--- begin DATA FOR THE TASK ---

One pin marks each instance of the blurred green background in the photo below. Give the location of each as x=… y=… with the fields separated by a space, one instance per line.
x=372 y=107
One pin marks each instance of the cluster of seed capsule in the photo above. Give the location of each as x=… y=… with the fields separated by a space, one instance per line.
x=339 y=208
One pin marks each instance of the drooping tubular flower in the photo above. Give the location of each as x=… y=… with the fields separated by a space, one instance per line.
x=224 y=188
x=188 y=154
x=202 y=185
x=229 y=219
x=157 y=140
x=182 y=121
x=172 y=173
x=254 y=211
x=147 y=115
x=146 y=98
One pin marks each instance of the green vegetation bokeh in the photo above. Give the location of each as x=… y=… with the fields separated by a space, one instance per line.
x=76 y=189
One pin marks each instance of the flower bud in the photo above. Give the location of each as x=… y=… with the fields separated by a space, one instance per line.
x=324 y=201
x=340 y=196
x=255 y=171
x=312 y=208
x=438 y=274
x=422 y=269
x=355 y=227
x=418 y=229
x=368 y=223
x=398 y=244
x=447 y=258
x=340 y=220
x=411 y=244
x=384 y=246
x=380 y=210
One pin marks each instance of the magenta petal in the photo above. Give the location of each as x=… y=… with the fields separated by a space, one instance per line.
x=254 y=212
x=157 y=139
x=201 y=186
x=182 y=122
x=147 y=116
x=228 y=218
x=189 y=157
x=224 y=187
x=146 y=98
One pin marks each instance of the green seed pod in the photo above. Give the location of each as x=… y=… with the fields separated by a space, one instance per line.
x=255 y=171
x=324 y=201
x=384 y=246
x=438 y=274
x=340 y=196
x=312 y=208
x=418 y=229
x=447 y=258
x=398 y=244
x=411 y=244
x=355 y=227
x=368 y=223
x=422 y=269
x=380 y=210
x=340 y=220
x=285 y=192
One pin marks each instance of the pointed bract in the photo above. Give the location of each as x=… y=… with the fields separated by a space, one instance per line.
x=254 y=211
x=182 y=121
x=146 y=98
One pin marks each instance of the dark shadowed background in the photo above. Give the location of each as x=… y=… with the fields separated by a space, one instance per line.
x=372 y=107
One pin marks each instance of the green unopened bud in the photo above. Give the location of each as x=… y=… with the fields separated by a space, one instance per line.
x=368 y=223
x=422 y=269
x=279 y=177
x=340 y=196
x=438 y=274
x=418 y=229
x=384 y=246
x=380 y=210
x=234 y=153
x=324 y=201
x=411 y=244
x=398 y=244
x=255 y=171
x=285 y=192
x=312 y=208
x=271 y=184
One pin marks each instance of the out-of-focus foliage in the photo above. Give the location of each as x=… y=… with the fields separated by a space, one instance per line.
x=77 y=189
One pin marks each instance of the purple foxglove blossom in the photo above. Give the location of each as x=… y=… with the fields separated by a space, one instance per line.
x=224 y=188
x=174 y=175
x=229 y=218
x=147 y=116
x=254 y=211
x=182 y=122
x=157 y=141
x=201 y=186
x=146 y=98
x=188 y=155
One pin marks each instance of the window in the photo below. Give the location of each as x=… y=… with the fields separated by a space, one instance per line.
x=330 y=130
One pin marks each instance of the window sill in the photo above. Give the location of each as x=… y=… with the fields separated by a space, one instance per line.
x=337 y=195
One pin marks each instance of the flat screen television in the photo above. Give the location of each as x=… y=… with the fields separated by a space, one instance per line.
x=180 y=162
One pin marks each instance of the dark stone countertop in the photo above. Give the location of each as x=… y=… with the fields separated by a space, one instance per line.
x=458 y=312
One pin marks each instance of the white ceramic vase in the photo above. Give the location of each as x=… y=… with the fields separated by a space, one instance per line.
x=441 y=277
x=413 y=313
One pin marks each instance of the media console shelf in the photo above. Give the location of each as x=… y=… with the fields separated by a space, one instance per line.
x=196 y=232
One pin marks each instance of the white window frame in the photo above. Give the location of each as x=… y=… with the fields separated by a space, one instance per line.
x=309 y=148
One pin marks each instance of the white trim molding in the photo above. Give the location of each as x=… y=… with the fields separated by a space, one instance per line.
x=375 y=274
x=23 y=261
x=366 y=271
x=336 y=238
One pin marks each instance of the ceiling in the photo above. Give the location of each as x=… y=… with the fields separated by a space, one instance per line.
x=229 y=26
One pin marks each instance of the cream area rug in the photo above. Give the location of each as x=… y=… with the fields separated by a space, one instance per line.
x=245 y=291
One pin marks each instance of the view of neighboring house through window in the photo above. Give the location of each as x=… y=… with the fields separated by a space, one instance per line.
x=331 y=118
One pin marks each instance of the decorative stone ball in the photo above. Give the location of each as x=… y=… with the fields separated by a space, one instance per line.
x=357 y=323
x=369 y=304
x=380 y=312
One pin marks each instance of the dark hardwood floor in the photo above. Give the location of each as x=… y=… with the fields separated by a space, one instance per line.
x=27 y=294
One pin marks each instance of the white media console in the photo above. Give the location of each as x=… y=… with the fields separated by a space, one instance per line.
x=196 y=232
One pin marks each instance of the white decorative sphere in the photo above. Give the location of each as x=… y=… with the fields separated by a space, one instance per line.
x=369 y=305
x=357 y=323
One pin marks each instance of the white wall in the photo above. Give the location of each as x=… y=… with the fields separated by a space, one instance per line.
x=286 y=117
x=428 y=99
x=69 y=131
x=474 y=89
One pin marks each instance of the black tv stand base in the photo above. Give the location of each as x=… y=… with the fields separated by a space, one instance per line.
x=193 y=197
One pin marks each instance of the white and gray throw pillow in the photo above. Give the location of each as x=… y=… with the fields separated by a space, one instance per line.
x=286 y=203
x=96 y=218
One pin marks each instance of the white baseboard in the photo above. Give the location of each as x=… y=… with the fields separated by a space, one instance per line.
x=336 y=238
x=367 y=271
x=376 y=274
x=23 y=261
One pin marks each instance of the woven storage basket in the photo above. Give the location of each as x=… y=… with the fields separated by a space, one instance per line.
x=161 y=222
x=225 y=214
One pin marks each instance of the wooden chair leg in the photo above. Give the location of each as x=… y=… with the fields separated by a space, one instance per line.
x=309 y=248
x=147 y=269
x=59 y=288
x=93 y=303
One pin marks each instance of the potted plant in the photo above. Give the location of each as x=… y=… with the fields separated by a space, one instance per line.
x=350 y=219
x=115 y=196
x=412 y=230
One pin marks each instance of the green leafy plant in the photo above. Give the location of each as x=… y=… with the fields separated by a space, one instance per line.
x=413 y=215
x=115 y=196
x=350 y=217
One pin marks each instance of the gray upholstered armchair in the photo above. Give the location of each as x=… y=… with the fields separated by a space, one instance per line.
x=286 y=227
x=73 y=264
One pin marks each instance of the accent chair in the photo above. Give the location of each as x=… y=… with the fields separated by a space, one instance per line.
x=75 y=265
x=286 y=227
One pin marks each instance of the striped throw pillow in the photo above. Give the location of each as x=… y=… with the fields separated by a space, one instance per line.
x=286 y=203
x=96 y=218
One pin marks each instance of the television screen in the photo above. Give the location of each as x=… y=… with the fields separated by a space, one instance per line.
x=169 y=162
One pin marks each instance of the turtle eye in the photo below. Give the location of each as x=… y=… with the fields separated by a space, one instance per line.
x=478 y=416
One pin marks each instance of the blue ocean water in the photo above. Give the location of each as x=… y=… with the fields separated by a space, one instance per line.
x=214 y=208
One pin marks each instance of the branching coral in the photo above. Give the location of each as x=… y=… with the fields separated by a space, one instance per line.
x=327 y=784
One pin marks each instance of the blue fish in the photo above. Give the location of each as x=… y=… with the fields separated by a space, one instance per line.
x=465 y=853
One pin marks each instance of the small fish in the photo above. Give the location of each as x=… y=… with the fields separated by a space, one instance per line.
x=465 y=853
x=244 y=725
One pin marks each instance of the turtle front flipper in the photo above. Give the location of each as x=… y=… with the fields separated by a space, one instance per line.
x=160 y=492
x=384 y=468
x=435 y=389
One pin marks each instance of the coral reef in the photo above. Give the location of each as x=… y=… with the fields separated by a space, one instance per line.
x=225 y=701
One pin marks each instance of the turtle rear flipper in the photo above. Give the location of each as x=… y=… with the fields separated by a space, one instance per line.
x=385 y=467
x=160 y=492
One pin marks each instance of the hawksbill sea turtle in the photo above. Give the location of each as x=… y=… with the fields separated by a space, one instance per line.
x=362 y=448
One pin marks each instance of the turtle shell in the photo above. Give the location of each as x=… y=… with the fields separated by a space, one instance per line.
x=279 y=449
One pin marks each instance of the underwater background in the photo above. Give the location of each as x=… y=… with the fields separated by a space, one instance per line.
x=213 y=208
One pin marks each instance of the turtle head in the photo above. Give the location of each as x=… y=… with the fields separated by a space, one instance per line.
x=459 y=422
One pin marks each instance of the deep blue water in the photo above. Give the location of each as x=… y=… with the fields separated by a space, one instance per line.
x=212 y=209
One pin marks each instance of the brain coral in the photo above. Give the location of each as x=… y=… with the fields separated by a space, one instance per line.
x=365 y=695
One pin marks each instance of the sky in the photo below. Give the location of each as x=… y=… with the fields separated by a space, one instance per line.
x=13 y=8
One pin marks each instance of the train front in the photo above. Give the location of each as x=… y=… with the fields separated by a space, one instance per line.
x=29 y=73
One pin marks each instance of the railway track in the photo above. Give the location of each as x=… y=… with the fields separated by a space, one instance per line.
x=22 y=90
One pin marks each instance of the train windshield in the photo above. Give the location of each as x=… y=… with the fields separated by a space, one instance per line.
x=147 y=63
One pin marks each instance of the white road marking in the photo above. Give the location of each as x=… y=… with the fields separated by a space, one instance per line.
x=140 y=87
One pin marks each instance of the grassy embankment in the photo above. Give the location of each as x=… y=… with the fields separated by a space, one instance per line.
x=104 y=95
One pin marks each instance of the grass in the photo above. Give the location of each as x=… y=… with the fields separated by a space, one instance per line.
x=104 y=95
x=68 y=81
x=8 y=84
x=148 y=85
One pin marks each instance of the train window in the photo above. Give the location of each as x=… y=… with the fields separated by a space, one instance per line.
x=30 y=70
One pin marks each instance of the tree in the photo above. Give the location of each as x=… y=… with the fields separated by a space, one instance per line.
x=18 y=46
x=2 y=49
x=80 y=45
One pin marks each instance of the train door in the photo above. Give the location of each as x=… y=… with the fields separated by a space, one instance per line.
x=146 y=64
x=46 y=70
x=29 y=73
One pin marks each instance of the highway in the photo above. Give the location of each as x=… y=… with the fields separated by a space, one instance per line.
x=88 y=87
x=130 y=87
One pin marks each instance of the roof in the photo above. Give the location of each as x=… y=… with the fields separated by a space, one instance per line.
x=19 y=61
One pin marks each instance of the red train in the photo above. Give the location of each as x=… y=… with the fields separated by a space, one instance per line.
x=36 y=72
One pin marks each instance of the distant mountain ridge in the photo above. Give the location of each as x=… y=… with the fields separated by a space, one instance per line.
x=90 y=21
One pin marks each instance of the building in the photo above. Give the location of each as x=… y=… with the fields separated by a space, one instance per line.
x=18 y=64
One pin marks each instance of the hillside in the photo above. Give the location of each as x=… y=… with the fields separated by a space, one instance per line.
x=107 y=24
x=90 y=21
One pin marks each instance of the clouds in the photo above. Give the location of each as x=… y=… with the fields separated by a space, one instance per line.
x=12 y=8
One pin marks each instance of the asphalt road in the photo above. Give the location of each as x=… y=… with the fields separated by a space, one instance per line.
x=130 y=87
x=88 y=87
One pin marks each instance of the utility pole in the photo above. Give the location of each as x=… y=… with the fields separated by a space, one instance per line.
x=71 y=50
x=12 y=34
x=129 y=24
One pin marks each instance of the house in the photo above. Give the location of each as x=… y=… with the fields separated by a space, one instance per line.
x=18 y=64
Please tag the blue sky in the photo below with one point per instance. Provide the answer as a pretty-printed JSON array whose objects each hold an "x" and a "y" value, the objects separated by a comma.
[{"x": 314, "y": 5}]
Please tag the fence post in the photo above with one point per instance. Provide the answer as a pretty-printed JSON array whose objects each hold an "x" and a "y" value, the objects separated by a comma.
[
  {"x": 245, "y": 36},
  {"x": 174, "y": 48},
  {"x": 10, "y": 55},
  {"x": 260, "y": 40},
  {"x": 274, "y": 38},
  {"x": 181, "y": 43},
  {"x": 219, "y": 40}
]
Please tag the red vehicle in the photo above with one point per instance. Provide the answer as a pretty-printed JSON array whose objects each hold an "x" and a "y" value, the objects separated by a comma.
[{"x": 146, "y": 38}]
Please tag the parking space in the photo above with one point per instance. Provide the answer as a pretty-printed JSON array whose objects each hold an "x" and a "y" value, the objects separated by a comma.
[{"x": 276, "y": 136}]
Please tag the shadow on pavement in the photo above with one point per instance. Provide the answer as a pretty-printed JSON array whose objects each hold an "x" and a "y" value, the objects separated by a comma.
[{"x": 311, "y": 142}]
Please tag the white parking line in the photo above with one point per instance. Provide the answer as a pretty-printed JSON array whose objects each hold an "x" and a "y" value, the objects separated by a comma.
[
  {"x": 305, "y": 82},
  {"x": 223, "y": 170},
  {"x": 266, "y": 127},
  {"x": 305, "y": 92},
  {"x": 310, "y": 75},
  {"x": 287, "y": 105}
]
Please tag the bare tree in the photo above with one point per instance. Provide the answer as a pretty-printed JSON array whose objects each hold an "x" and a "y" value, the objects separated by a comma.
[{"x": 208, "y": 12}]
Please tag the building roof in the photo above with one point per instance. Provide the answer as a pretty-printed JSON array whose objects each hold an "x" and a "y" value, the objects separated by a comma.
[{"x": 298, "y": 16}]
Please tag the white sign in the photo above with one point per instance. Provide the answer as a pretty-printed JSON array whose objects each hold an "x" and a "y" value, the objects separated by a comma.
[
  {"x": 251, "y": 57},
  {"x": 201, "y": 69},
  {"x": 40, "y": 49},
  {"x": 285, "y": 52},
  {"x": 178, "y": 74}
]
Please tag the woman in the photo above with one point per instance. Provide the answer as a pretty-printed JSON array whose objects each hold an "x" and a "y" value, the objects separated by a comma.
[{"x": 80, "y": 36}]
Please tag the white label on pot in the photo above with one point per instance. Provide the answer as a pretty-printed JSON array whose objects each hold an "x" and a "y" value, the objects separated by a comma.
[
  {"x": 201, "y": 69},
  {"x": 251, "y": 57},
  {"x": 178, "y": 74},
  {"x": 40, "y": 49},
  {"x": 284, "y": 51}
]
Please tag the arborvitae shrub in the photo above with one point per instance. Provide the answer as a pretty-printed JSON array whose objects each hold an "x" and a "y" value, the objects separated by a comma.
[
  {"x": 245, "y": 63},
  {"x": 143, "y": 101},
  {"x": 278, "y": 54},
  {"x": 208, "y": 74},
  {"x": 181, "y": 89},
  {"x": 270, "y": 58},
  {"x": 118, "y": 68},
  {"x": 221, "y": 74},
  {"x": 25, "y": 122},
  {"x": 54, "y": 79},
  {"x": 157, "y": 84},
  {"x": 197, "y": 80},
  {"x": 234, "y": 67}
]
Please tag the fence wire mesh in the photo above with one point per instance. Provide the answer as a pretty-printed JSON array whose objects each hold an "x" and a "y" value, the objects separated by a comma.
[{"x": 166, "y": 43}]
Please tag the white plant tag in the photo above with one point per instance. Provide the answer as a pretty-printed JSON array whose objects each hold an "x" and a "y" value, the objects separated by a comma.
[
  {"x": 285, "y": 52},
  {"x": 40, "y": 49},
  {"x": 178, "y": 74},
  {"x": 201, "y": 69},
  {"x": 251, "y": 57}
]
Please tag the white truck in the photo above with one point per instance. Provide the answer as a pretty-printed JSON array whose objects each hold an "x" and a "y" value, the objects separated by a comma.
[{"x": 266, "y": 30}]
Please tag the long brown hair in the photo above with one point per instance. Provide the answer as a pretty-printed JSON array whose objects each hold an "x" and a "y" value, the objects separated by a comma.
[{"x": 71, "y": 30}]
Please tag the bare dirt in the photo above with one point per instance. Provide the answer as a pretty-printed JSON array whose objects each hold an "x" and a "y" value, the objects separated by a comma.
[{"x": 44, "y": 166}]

--- end DATA FOR THE TASK ---

Could you recast the records from the line with "One pin marks each instance of the small" up to and including the line with "x=362 y=448" as a Markdown table with the columns "No." and "Entry", one numbered row per line and blank lines left out?

| No. | Entry |
|---|---|
| 1 | One pin marks each instance of the small fish in the photo above. Give the location of each as x=… y=… with the fields separated by a space, one instance per line. |
| 2 | x=465 y=853 |
| 3 | x=244 y=725 |
| 4 | One pin marks each instance of the turtle front flipper in the photo above. Give the location of each as x=… y=… with the fields separated by a space, one instance per line. |
| 5 | x=160 y=492 |
| 6 | x=384 y=468 |
| 7 | x=435 y=389 |
| 8 | One pin marks each instance of the coral reef in the photo above. Give the location of each as x=… y=… with the fields separated by a space, one instance per line. |
| 9 | x=225 y=701 |
| 10 | One pin marks each instance of the turtle rear flipper in the photo above. Give the location of each as x=… y=… with the fields separated by a space, one instance per line. |
| 11 | x=385 y=467 |
| 12 | x=160 y=492 |
| 13 | One pin marks each instance of the hawksbill sea turtle in the photo above. Give the location of each as x=… y=… with the fields separated by a space, one instance per line. |
| 14 | x=362 y=448 |